## Selected text
━━━━━━━━

After a year’s hiatus because of the pandemic, Music Midtown took back Piedmont Park Sept. 18-19, attracting massive crowds and mosh pits across four stages.

The packed festival brought headline performers from a variety of music genres, such as rock, rap and indie. Renowned artists Miley Cyrus, Maroon 5, Megan Thee Stallion, Machine Gun Kelly and the Jonas Brothers were among those with the largest crowd all weekend. 

Despite the ongoing pandemic 50,000 fans waited in long lines and cheered their favorite artists in mosh pits that seemed endless. The light drizzle on both days did not seem to inconvenience the festival and high energy of the performers either. 

The first day of the festival, The Jonas Brother amassed one of the largest crowds all day. The trio began their set with their new single “Remember This” and had fans yelling the majority of the lyrics. With fans in the crowd begging for their early 2000 hits, The band broke out into their “Camp Rock” gingle “Play My Music” and led straight into fan-favorite “Burning Up.”

Maroon 5, the final band to perform Saturday, had an equally large crowd. Sporting a shirt at the beginning of his set, it wasn’t long until Adam Levine serenaded the crowd with “One More Time” while shirtless. A consideranly calmer crowd than The Jonas Brothers, the massive pit had fans grooving and bobbing their heads to “What Lovers Do” while lasers and beams lit up the night sky.

Megan Thee Stallion performed at Music Midtown in Piedmont Park on Sept. 19. (Anjali Huynh)

━━━━━━━━

## Material shown
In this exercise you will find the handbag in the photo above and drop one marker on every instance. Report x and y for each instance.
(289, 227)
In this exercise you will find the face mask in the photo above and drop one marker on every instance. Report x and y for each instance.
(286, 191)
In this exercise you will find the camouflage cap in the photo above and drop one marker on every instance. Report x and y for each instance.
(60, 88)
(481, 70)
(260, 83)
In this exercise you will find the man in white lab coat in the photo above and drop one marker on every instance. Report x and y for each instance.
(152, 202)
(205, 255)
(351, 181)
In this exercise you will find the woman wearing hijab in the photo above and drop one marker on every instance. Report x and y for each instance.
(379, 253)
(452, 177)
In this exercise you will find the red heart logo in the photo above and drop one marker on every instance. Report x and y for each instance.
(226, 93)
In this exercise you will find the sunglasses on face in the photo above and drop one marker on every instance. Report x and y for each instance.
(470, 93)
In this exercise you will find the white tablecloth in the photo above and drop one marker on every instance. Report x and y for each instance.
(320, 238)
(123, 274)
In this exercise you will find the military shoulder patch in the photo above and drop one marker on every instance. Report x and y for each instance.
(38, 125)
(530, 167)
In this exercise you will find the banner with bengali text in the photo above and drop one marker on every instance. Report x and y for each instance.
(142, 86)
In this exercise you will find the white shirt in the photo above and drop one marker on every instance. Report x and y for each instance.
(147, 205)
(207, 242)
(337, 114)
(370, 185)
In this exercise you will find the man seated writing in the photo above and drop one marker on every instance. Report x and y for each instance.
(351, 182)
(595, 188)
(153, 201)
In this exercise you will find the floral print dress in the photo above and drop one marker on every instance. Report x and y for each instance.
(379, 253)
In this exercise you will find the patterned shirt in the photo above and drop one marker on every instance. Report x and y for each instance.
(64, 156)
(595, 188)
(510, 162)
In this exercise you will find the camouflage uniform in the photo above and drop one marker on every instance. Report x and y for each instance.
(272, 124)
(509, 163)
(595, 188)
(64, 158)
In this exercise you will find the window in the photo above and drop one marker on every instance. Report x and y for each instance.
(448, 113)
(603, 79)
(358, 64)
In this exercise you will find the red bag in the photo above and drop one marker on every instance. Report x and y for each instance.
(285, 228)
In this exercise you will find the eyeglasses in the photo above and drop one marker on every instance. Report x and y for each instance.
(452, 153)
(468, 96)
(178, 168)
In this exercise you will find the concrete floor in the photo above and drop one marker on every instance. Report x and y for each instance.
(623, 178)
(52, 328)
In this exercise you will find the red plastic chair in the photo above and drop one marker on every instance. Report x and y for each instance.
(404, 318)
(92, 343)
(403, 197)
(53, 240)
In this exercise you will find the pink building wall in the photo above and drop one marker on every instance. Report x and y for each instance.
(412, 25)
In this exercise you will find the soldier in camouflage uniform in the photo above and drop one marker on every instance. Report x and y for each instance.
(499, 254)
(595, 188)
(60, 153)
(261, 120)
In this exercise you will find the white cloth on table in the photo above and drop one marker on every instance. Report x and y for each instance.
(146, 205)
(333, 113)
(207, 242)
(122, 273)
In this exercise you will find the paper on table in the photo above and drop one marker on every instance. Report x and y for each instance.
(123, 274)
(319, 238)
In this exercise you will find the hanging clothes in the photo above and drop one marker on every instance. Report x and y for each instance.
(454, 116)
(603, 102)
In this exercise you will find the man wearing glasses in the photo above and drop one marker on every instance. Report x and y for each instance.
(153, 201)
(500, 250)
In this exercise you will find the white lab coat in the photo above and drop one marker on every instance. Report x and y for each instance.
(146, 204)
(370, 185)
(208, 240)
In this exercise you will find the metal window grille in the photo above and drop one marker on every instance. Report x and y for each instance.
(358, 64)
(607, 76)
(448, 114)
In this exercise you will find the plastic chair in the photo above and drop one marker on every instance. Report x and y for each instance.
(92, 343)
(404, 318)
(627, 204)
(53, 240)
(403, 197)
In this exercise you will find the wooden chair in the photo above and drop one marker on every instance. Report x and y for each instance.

━━━━━━━━

According to the Music Midtown article, why did the festival return to Piedmont Park only after a year's break? Answer in one to three sentences. The records are separate material, unrelated to the Music Midtown article.

The festival had been on a year's hiatus because of the pandemic. It then returned to Piedmont Park on Sept. 18-19.